SHORT EXERCISE —
Recast each line of the material below as an item in a numbered list, skipping blank lines. Leave the picture out.

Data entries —
Begin

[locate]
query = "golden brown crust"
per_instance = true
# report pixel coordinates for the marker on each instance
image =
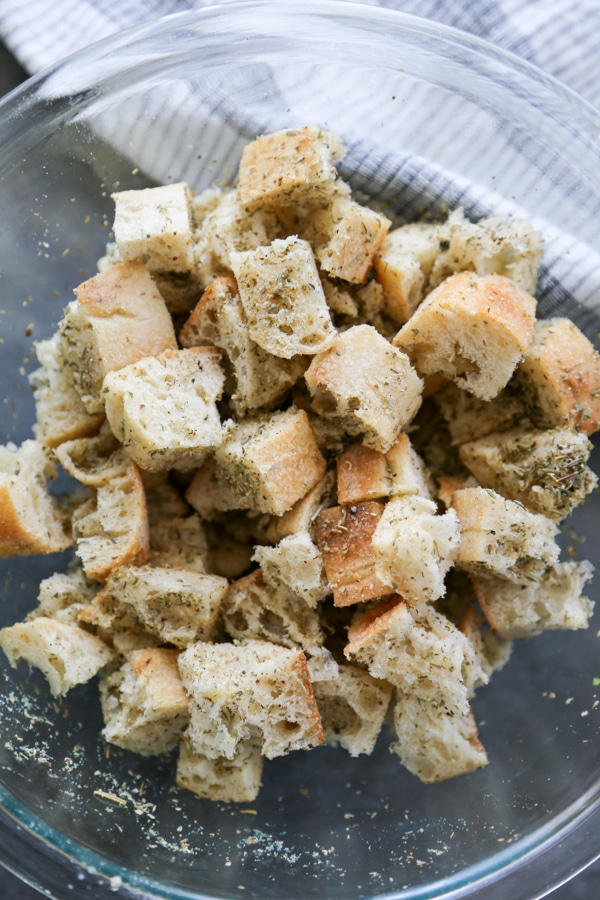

End

EXERCISE RESULT —
1. [locate]
2. query = "golden brown crust"
3. per_instance = true
4. # report pixel coordinates for the marker on each instance
5. image =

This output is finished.